Given text »
⁂
2008–2012 Icelandic Financial Crisis

2008–2012 Icelandic Financial Crisis

The 2008–2011 Icelandic financial crisis was a major economic and political crisis in Iceland that involved the collapse of all three of the country's major privately owned commercial banks, following their difficulties in refinancing their short-term debt and a run on deposits in the Netherlands and the United Kingdom. Relative to the size of its economy, Iceland’s systemic banking collapse is the largest suffered by any country in economic history.

In late September 2008, it was announced that the Glitnir bank would be nationalised. The following week on 7 October 2008, control of Landsbanki and Glitnir was handed over to receivers appointed by the Financial Supervisory Authority (FME). Two days later, the same organization placed Iceland's largest bank, Kaupthing, into receivership as well. Commenting on the need for emergency measures, Prime Minister Geir Haarde said on 6 October, "There a very real danger... that the Icelandic economy, in the worst case, could be sucked with the banks into the whirlpool and the result could have been national bankruptcy." He also stated that the actions taken by the government had ensured that the Icelandic state would not actually go bankrupt. At the end of the second quarter 2008, Iceland's external debt was 9.553 trillion Icelandic krónur (€50 billion), more than 80% of which was held by the banking sector. This value compares with Iceland's 2007 gross domestic product of 1.293 trillion krónur (€8.5 billion). The assets of the three banks taken under the control of the FME totaled 14.437 trillion krónur at the end of the second quarter 2008, equal to more than 11 times of the Icelandic GDP, and hence there was no possibility for the Icelandic Central Bank to step in as a last lender of resort when they were hit by financial troubles and started to account asset losses. As part of the urgently passed emergency law on 6 October, the path forward for the receivership held banks was dictated to be a secretion of all domestic assets into new surviving public owned domestic versions of the banks, while leaving the foreign remainings of the banks into receivership and liquidation. This move worked as a protecting hand for the Icelandic economy, as it meant that the domestic residents would not suffer any losses from the systemic bank failure.

However, the financial crisis still had a serious negative impact on the Icelandic economy. The national currency fell sharply in value, foreign currency transactions were virtually suspended for weeks, and the market capitalisation of the Icelandic stock exchange fell by more than 90%. As a result of the crisis, Iceland underwent a severe economic recession; the nation's gross domestic product (GDP) dropped by 5.5% in real terms in the first six months of 2010. Outside Iceland, more than half a million depositors (far more than the entire population of Iceland) found their bank accounts frozen, as a result of the foreign branches of the three Icelandic banks were thrown into receivership; and a subsequent diplomatic dispute (known as the Icesave dispute) also evolved over repayment of deposit insurance between Iceland at one side versus United Kingdom and the Netherlands.
⁂
Data entries
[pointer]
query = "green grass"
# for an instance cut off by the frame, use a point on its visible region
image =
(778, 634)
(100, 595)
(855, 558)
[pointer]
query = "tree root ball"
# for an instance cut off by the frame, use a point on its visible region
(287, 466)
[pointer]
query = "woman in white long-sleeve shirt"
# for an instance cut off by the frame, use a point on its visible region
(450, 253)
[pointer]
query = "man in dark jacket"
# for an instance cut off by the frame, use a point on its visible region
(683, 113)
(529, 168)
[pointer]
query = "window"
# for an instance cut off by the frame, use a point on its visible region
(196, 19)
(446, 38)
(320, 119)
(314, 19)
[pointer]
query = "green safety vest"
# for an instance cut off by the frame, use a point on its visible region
⁂
Direction 1 »
Report only the number of lines in the rows that contain the string "query", counting a match only when its case is the same.
Direction 2 »
Resume the text on the Icelandic financial crisis from the point where it stops.
The text and the rows have nothing to do with each other.

Expected answer 1 »
6

Expected answer 2 »
The main countermeasures to combat the crisis were:

  • Enforcement of strict capital controls (incl. a temporary suspension of all official currency exchange) on 6 October 2008 - to help protect the ISK currency.
  • Activation on 17 November 2008 of a $5.1bn big sovereign bailout package (of which $2.1bn came from IMF and the remaining $3.0bn from a group of Nordic countries) - to help finance budget deficits and the creation of domestic banks.
  • Implementation of austerity measures as part of the needed fiscal consolidation.
  • Activation of "Minimum deposit guarantee repayment loans" (€1.2bn from Germany; while the €4.0bn of offered Icesave loans from UK and Netherlands never was accepted) - to help finance the minimum deposit repayment to foreign account holders having lost their savings due to the bankruptcy of the Icelandic banks.

The window with bailout support for the Icelandic state officially ended on 31 August 2011, without being extended with new extra loans or Precautionary Conditioned Credit Lines. As originally planned by IMF, Iceland instead managed indeed to regain complete access to financial markets to cover its future funding needs, and in first half of 2012 started to repay some of the established bailout debt. As of January 2013, the enforced capital controls is however still needed to protect the currency, and although it is being recommended by IMF to be lifted (in order to pave the way for foreign investments entering into the Icelandic territory), they also preach it should not happen before the Balance of Payments is entirely stable and the central bank has succeeded to build up a substantial foreign capital reserve (or sterilized some excessive amounts of ISK in circulation). In regards of repayment of minimum deposit guarantees, all these amounts have now also been repaid through the liquidation of assets by the receiverships for all three bankrupt banks; which was possible because the Icelandic law grant an exclusive first priority for repayment of these guarantees before the remaining priority claims and general claims from creditors are dealt with. A new era with positive GDP growth started in 2011, and has helped foster a gradually declining trend for the unemployment rate. The government budget deficit after being up at 10% of GDP in 2009 and 2010, has now also been brought back to a more acceptable level at 3.4% of GDP in 2012; which along the way created the basis for the debt-to-GDP ratio to decline from its maximum at 101% in 2011 to 97% in 2012. The remaining challenges for the economy as of January 2013, is to lower its relatively high level of HICP inflation rate (which increased to 6.0% in 2012), and to lower the depreciation pressures against its national currency.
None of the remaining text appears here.